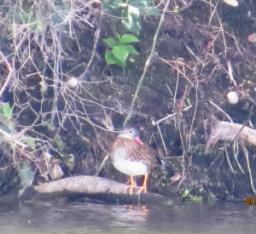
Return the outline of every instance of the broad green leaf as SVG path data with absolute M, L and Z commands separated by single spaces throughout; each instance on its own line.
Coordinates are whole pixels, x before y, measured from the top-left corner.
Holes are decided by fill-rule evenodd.
M 112 50 L 113 54 L 120 61 L 125 62 L 130 53 L 127 47 L 128 45 L 115 46 Z
M 160 10 L 158 8 L 146 8 L 143 10 L 143 13 L 146 14 L 147 15 L 160 15 Z
M 19 175 L 22 187 L 30 186 L 34 180 L 34 173 L 26 162 L 23 162 L 22 165 L 19 167 Z
M 1 111 L 3 115 L 3 117 L 5 119 L 12 119 L 13 118 L 12 109 L 11 109 L 9 102 L 5 103 L 1 109 L 2 109 Z
M 138 38 L 131 34 L 125 34 L 119 38 L 120 43 L 137 43 Z
M 106 39 L 103 39 L 104 43 L 111 47 L 111 48 L 113 48 L 114 46 L 116 46 L 118 44 L 118 42 L 114 39 L 114 38 L 106 38 Z
M 128 51 L 130 54 L 134 54 L 134 55 L 137 55 L 140 54 L 132 45 L 125 45 L 125 46 L 126 51 Z

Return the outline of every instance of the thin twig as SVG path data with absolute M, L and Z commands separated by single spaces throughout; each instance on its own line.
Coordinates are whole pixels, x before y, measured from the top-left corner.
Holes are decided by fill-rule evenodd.
M 165 20 L 165 16 L 166 16 L 166 13 L 168 9 L 168 6 L 170 4 L 170 2 L 171 0 L 167 0 L 166 3 L 166 6 L 164 8 L 164 10 L 163 10 L 163 13 L 161 14 L 161 17 L 160 17 L 160 20 L 159 22 L 159 25 L 157 26 L 157 29 L 156 29 L 156 31 L 155 31 L 155 34 L 154 36 L 154 40 L 153 40 L 153 44 L 152 44 L 152 49 L 151 49 L 151 52 L 150 52 L 150 54 L 145 63 L 145 66 L 144 66 L 144 69 L 143 69 L 143 75 L 138 82 L 138 84 L 137 86 L 137 89 L 136 89 L 136 92 L 135 92 L 135 94 L 134 94 L 134 97 L 132 99 L 132 101 L 131 101 L 131 107 L 130 107 L 130 111 L 128 113 L 128 115 L 126 116 L 125 117 L 125 120 L 124 122 L 124 124 L 123 125 L 125 125 L 128 121 L 131 119 L 131 113 L 132 113 L 132 109 L 133 109 L 133 106 L 134 106 L 134 104 L 135 104 L 135 101 L 137 98 L 137 94 L 141 88 L 141 85 L 143 83 L 143 81 L 144 80 L 144 77 L 146 76 L 146 73 L 148 71 L 148 69 L 149 67 L 149 65 L 151 63 L 151 60 L 152 58 L 154 57 L 154 49 L 155 49 L 155 44 L 156 44 L 156 41 L 157 41 L 157 38 L 158 38 L 158 36 L 159 36 L 159 33 L 160 33 L 160 27 Z

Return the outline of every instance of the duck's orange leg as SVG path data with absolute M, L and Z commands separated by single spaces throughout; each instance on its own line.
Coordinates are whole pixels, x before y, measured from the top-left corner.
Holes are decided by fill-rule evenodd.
===============
*DESCRIPTION OF THE TASK*
Render the lines above as a Markdown table with the columns Row and Line, numbering each row and skipping blank lines. Leave the pictures out of the table.

*SOLVED PROBLEM*
| Row | Line |
|---|---|
| 1 | Return the outline of every instance of the broad green leaf as SVG path data with absolute M, L and Z commands separated by single spaces throughout; each instance on its own line. |
| 2 | Coordinates are whole pixels, x before y, measured from the top-left corner. |
| 3 | Holes are decided by fill-rule evenodd. |
| 4 | M 112 50 L 113 54 L 120 61 L 125 62 L 130 53 L 127 47 L 128 45 L 115 46 Z |
| 5 | M 160 10 L 158 8 L 146 8 L 143 10 L 143 13 L 146 14 L 147 15 L 160 15 Z |
| 6 | M 19 175 L 22 187 L 30 186 L 34 180 L 34 173 L 26 162 L 23 162 L 22 165 L 19 167 Z |
| 7 | M 1 111 L 3 115 L 3 117 L 5 119 L 12 119 L 13 118 L 12 109 L 11 109 L 9 102 L 5 103 L 1 109 L 2 109 Z |
| 8 | M 138 38 L 131 34 L 125 34 L 119 38 L 120 43 L 137 43 Z |
| 9 | M 106 39 L 103 39 L 104 43 L 111 47 L 111 48 L 113 48 L 114 46 L 116 46 L 118 44 L 118 42 L 114 39 L 114 38 L 106 38 Z |
| 10 | M 128 51 L 130 54 L 134 54 L 134 55 L 137 55 L 140 54 L 132 45 L 125 45 L 125 46 L 126 51 Z |
| 11 | Return the outline of every instance of the thin twig as SVG path data with absolute M, L and Z commands separated by single spaces throughout; each instance on its own line. |
| 12 | Coordinates are whole pixels, x before y, measured from the top-left corner. |
| 13 | Holes are decided by fill-rule evenodd. |
| 14 | M 165 20 L 165 16 L 166 16 L 166 13 L 168 9 L 168 6 L 170 4 L 170 2 L 171 0 L 167 0 L 166 3 L 166 6 L 164 8 L 164 10 L 163 10 L 163 13 L 161 14 L 161 17 L 160 17 L 160 20 L 159 22 L 159 25 L 157 26 L 157 29 L 156 29 L 156 31 L 155 31 L 155 34 L 154 36 L 154 40 L 153 40 L 153 44 L 152 44 L 152 49 L 151 49 L 151 52 L 150 52 L 150 54 L 145 63 L 145 66 L 144 66 L 144 69 L 143 69 L 143 75 L 138 82 L 138 84 L 137 86 L 137 89 L 136 89 L 136 92 L 135 92 L 135 94 L 134 94 L 134 97 L 132 99 L 132 101 L 131 101 L 131 107 L 130 107 L 130 111 L 128 113 L 128 115 L 126 116 L 125 117 L 125 120 L 124 122 L 124 124 L 123 125 L 125 125 L 128 121 L 131 119 L 131 113 L 132 113 L 132 109 L 133 109 L 133 106 L 134 106 L 134 104 L 135 104 L 135 101 L 137 98 L 137 94 L 141 88 L 141 85 L 143 83 L 143 81 L 144 80 L 144 77 L 146 76 L 146 73 L 148 71 L 148 69 L 149 67 L 149 65 L 151 63 L 151 60 L 152 58 L 154 57 L 154 49 L 155 49 L 155 44 L 156 44 L 156 41 L 157 41 L 157 38 L 158 38 L 158 36 L 159 36 L 159 33 L 160 33 L 160 27 Z |
| 15 | Return the outline of every instance of the duck's orange leg as SVG path data with absolute M, L and Z commands separated by single spaces throughout; each instance on its own line. |
| 16 | Coordinates are whole pixels, x before y, measured from the top-left corner. |
| 17 | Holes are decided by fill-rule evenodd. |